• **Data excerpts**:
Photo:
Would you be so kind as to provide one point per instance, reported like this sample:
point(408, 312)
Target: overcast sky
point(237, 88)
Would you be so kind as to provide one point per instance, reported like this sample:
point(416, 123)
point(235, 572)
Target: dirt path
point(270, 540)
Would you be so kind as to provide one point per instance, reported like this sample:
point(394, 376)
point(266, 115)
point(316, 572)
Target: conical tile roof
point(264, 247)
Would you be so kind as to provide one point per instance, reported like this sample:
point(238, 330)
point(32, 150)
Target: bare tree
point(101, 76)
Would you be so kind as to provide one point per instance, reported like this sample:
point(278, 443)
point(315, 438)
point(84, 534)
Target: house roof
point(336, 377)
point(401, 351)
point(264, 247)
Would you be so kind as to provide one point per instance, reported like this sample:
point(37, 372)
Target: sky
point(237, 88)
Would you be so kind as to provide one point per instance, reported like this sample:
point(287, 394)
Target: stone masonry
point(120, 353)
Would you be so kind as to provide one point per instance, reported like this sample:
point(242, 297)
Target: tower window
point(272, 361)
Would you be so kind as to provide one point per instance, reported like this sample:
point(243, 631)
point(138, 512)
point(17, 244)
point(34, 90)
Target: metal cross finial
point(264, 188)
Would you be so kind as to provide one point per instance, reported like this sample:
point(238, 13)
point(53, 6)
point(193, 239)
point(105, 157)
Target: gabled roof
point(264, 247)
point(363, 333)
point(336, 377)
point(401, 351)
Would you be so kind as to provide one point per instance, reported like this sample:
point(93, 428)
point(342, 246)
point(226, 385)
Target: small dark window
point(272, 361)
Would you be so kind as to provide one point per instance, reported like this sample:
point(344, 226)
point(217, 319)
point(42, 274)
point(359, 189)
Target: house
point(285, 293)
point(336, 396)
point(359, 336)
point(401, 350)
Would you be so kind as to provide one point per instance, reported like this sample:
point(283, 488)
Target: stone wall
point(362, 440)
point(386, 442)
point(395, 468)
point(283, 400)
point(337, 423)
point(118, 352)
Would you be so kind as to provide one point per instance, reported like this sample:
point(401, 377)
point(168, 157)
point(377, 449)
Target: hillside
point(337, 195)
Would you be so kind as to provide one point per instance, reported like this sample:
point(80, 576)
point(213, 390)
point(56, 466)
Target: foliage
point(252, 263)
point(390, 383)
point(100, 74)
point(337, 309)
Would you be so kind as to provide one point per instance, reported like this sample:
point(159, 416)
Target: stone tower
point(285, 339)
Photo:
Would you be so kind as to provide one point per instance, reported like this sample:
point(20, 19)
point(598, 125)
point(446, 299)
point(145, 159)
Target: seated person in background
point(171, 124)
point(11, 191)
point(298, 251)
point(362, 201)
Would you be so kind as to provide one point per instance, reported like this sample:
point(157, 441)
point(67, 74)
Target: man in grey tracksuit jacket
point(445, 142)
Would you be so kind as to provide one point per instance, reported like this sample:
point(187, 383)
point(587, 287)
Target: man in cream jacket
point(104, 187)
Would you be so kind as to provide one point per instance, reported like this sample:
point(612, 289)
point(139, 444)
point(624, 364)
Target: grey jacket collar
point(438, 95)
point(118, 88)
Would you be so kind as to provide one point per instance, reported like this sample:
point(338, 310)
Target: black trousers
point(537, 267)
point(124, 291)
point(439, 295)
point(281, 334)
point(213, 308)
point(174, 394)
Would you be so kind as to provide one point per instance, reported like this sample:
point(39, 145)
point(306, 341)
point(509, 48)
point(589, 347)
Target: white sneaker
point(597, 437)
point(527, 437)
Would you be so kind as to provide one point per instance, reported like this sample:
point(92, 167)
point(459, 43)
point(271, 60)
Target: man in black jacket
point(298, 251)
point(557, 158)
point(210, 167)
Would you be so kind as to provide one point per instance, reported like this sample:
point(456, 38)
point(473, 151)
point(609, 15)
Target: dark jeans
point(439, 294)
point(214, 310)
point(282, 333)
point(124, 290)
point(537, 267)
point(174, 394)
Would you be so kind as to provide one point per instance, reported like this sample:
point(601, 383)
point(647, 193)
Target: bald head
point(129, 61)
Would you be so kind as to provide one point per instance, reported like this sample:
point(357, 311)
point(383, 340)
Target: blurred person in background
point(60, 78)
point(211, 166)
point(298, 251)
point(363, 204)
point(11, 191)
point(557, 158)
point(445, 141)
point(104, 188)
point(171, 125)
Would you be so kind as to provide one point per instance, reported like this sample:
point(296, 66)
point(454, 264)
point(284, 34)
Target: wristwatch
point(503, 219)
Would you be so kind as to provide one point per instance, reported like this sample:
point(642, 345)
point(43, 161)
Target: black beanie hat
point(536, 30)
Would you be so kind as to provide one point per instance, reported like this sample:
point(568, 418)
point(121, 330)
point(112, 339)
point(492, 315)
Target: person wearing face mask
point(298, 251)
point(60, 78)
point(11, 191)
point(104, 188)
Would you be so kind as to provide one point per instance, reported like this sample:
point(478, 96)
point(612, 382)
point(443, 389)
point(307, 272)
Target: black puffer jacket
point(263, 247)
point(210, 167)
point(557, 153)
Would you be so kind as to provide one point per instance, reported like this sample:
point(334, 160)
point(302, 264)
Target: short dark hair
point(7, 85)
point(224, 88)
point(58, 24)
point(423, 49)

• **What this task involves**: Give the entries again in full, with nothing changed.

• **Written response**:
Photo:
Would you be so kind as to provide one point per instance, reported like this sample:
point(408, 312)
Target: overcast sky
point(237, 88)
Would you be so kind as to provide one point per instance, reported like this sample:
point(416, 123)
point(235, 572)
Target: dirt path
point(270, 540)
Would you be so kind as to provide one point per instance, reported like this sample:
point(394, 376)
point(266, 115)
point(316, 572)
Target: conical tile roof
point(264, 247)
Would you be so kind as to provide one point per instance, reported like this sample:
point(238, 330)
point(32, 150)
Target: bare tree
point(101, 76)
Would you be so kind as to provide one point per instance, reported like this sample:
point(278, 443)
point(315, 438)
point(84, 534)
Target: house roof
point(336, 377)
point(401, 351)
point(264, 247)
Would you be so kind as to provide one point per instance, reported like this sample:
point(37, 372)
Target: sky
point(237, 88)
Would you be so kind as to provide one point per instance, reported like this sample:
point(287, 394)
Target: stone masonry
point(120, 353)
Would you be so kind as to provide one point per instance, reported like this sample:
point(242, 297)
Target: tower window
point(272, 361)
Would you be so kind as to provide one point per instance, reported like this sample:
point(243, 631)
point(138, 512)
point(17, 244)
point(34, 90)
Target: metal cross finial
point(264, 188)
Would you be so kind as to provide one point per instance, reported like this sample:
point(238, 13)
point(53, 6)
point(193, 239)
point(105, 157)
Target: gabled roof
point(264, 247)
point(363, 333)
point(336, 377)
point(401, 351)
Would you be so kind as to provide one point per instance, reported like this sample:
point(93, 428)
point(342, 246)
point(226, 385)
Target: small dark window
point(272, 361)
Would you be so kind as to provide one point per instance, reported like this sample:
point(344, 226)
point(217, 319)
point(42, 274)
point(359, 189)
Target: house
point(285, 293)
point(336, 396)
point(359, 336)
point(401, 350)
Would you be so kind as to provide one point per instance, reported like this sample:
point(283, 488)
Target: stone wall
point(362, 440)
point(386, 442)
point(395, 468)
point(283, 400)
point(337, 423)
point(118, 352)
Would you be so kind as to provide one point per instance, reported like this sample:
point(401, 377)
point(168, 157)
point(377, 449)
Target: hillside
point(337, 195)
Would you be so kind as to provide one point per instance, reported like this sample:
point(80, 576)
point(213, 390)
point(56, 466)
Target: foliage
point(252, 263)
point(390, 383)
point(100, 74)
point(337, 309)
Would you be so kind as to provide one point per instance, reported like this sample:
point(159, 416)
Target: stone tower
point(285, 339)
Photo:
Would you be so kind as to provide one point per instance, reported like this sample:
point(20, 19)
point(598, 125)
point(446, 299)
point(145, 159)
Target: seated person in background
point(171, 124)
point(11, 191)
point(298, 251)
point(362, 201)
Would you be so kind as to provide one point per instance, reported like this sample:
point(157, 441)
point(67, 74)
Target: man in grey tracksuit jacket
point(445, 142)
Would you be so kind as to provide one point per instance, reported like this sample:
point(187, 383)
point(587, 287)
Target: man in cream jacket
point(104, 187)
Would you be so kind as to provide one point per instance, reported like this sample:
point(612, 289)
point(139, 444)
point(624, 364)
Target: grey jacket collar
point(438, 95)
point(118, 88)
Would you be so kind as to provide one point per instance, reported like this sample:
point(338, 310)
Target: black trousers
point(537, 267)
point(124, 291)
point(439, 295)
point(281, 334)
point(213, 308)
point(174, 394)
Would you be so kind as to provide one point per instance, reported like this sample:
point(39, 145)
point(306, 341)
point(509, 48)
point(589, 347)
Target: white sneaker
point(597, 437)
point(527, 437)
Would you be so kind as to provide one point per instance, reported like this sample:
point(92, 167)
point(459, 43)
point(271, 60)
Target: man in black jacket
point(298, 251)
point(557, 158)
point(210, 167)
Would you be so kind as to provide one point per instance, reported like this sample:
point(456, 38)
point(473, 151)
point(609, 15)
Target: dark jeans
point(439, 294)
point(214, 310)
point(282, 333)
point(124, 290)
point(537, 267)
point(174, 394)
Would you be so kind as to provide one point per instance, reported like this sample:
point(601, 383)
point(647, 193)
Target: bald head
point(129, 61)
Would you be so kind as to provide one point per instance, reported like this sample:
point(357, 311)
point(383, 340)
Target: blurred person in background
point(60, 78)
point(211, 166)
point(298, 251)
point(363, 204)
point(11, 191)
point(557, 158)
point(445, 141)
point(104, 188)
point(171, 125)
Would you be so kind as to provide one point per instance, reported like this sample:
point(296, 66)
point(454, 264)
point(284, 34)
Target: wristwatch
point(503, 219)
Would you be so kind as to provide one point per instance, reported like this sample:
point(642, 345)
point(43, 161)
Target: black beanie hat
point(536, 30)
Would you be so kind as to provide one point per instance, reported like this sample:
point(568, 418)
point(121, 330)
point(112, 339)
point(492, 315)
Target: person wearing face mask
point(298, 251)
point(60, 78)
point(11, 191)
point(104, 188)
Would you be so kind as to provide one point per instance, reported like this sample:
point(478, 96)
point(612, 382)
point(443, 389)
point(307, 272)
Target: black puffer jacket
point(263, 247)
point(210, 167)
point(557, 153)
Would you be so kind as to provide one point per instance, reported like this sample:
point(334, 160)
point(302, 264)
Target: short dark hair
point(7, 85)
point(224, 88)
point(58, 24)
point(423, 49)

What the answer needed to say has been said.